The entries below contain pictures. Retype everything except those pictures, exactly as given.

-- begin INFORMATION SHOWN --

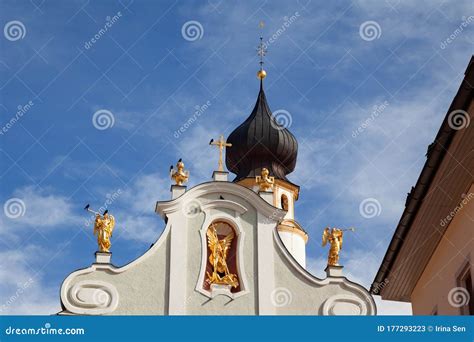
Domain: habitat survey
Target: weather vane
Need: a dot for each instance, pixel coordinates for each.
(221, 143)
(261, 52)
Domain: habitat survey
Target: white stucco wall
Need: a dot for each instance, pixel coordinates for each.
(167, 278)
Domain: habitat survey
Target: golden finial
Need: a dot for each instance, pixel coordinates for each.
(334, 237)
(261, 51)
(180, 175)
(221, 143)
(264, 181)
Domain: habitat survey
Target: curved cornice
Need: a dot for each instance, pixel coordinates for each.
(272, 213)
(342, 281)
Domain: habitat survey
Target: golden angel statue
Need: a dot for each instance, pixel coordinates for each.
(218, 258)
(264, 181)
(179, 175)
(334, 237)
(103, 228)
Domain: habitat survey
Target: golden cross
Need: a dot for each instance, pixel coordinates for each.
(221, 143)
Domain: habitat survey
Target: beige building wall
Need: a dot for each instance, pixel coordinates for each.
(454, 252)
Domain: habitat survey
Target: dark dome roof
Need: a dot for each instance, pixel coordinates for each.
(261, 142)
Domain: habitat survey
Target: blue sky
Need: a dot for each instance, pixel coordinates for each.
(365, 85)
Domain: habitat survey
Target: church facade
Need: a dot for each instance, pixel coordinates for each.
(228, 248)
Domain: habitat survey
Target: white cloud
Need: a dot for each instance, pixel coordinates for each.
(22, 289)
(41, 209)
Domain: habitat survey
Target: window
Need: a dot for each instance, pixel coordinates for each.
(465, 281)
(284, 202)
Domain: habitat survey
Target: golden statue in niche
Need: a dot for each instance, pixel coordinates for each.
(264, 181)
(103, 228)
(218, 258)
(334, 237)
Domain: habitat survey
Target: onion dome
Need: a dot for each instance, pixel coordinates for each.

-- end INFORMATION SHOWN --

§ **COMPLETED EXERCISE**:
Domain: habitat survey
Target: weather vane
Need: a dot for each instance, pixel coordinates for each.
(221, 143)
(261, 52)
Domain: habitat survey
Target: white stucco wall
Need: a dot for each instance, pixel coordinates for each.
(167, 278)
Domain: habitat survey
Target: golden finial
Need: a dot for each instance, pixel coordinates for each.
(334, 237)
(261, 51)
(180, 175)
(221, 143)
(264, 181)
Domain: habitat survey
Target: curved cornice
Need: a dot for each instance, pixel coordinates for each.
(272, 213)
(342, 281)
Domain: habitat survey
Target: golden angel statue
Need: a dot for each instance, pixel coordinates for each.
(218, 258)
(264, 181)
(179, 175)
(334, 237)
(103, 228)
Domain: habitat survey
Target: golden cross
Need: a dot for each instance, pixel coordinates for each.
(221, 143)
Domain: habitat survey
Target: beige building wall
Need: a dot for each instance, pixel coordinates for each.
(454, 252)
Domain: habitat survey
Target: dark dome roof
Need: a dot for each instance, pixel coordinates for each.
(261, 142)
Domain: habitat survey
Target: blue sky
Need: a dot for each instance, pixel coordinates for each.
(365, 85)
Domain: habitat survey
Target: church facade
Need: a dot for each instance, pixel coordinates for each.
(228, 248)
Domain: habitat survey
Target: white cloud
Need: a dot for each instance, pixel coordinates for each.
(22, 289)
(41, 209)
Domain: habitat survey
Target: window
Need: a dot for each instance, pixel coordinates for each.
(465, 281)
(284, 202)
Domain: habitat survey
Target: golden statue in niche
Need: a dot for each instance, pixel coordinates for each.
(264, 181)
(103, 228)
(218, 258)
(334, 237)
Domain: habitat survey
Target: onion dome
Need: a dot for each instance, pixel coordinates for each.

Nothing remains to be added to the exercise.